## THE PROBLEM
Copy the stretch of the Hadoop word-count code from "while (($line = fgets(STDIN))" through "STDOUT (standard output)".
--- BEGIN SOURCE ---
1

Please have a look at the following code:

wcmapper.php (mapper for hadoop streaming job)

#!/usr/bin/php
<?php
//sample mapper for hadoop streaming job
$word2count = array();

// input comes from STDIN (standard input)
while (($line = fgets(STDIN)) !== false) {
   // remove leading and trailing whitespace and lowercase
   $line = strtolower(trim($line));
   // split the line into words while removing any empty string
   $words = preg_split('/\W/', $line, 0, PREG_SPLIT_NO_EMPTY);
   // increase counters
   foreach ($words as $word) {
       $word2count[$word] += 1;
   }
}

// write the results to STDOUT (standard output)

foreach ($word2count as $word => $count) {
   // tab-delimited
   echo "$word\t$count\n";
}

?>

wcreducer.php (reducer script for sample hadoop job)
--- END SOURCE ---
--- BEGIN MATERIAL SUPPLIED ---
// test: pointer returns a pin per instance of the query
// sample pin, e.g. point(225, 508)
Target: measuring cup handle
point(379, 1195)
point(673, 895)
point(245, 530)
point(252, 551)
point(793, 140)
--- END MATERIAL SUPPLIED ---
## RESPONSE
while (($line = fgets(STDIN)) !== false) {
   // remove leading and trailing whitespace and lowercase
   $line = strtolower(trim($line));
   // split the line into words while removing any empty string
   $words = preg_split('/\W/', $line, 0, PREG_SPLIT_NO_EMPTY);
   // increase counters
   foreach ($words as $word) {
       $word2count[$word] += 1;
   }
}

// write the results to STDOUT (standard output)